## Data:
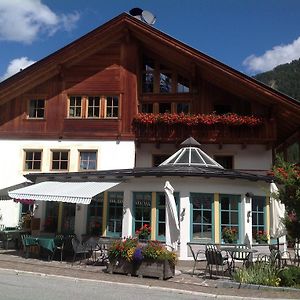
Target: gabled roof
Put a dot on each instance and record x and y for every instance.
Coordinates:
(287, 109)
(190, 154)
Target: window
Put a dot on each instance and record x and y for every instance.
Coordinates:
(142, 209)
(51, 216)
(37, 108)
(90, 107)
(226, 161)
(222, 109)
(33, 160)
(112, 107)
(183, 85)
(60, 160)
(161, 214)
(164, 108)
(148, 75)
(258, 219)
(201, 205)
(75, 107)
(293, 153)
(93, 107)
(147, 108)
(68, 218)
(230, 211)
(182, 108)
(95, 216)
(115, 214)
(165, 81)
(88, 160)
(161, 78)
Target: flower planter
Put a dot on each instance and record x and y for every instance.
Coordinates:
(157, 269)
(121, 266)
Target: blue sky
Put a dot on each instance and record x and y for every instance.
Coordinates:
(251, 36)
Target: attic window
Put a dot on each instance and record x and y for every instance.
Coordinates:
(36, 108)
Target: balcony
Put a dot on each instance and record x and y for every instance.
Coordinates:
(264, 132)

## Task directions:
Transcribe all the lines above exactly; any image among them is skipped.

## Final answer:
Target: gabled roof
Put a dot on each instance and record x and y for every instance.
Coordinates:
(287, 109)
(190, 154)
Target: window
Put a dot on each instance and record x and y for every instance.
Coordinates:
(142, 209)
(51, 216)
(37, 108)
(90, 107)
(226, 161)
(222, 109)
(33, 160)
(112, 107)
(183, 85)
(60, 160)
(161, 214)
(164, 108)
(148, 75)
(258, 219)
(201, 205)
(75, 107)
(293, 153)
(93, 107)
(147, 108)
(68, 218)
(230, 211)
(182, 108)
(95, 216)
(115, 214)
(165, 81)
(88, 160)
(161, 78)
Target: flower planter
Put a dot on each instance and record x and y for every instance.
Coordinates:
(157, 269)
(121, 266)
Target: blue sky
Put a dot on each instance and record x and y for every instance.
Coordinates:
(251, 36)
Target: attic window
Put a dot on each instance and record x and y for every instance.
Coordinates:
(36, 108)
Target: balcony
Put a dot on each instance and record x and y for every instance.
Coordinates:
(264, 132)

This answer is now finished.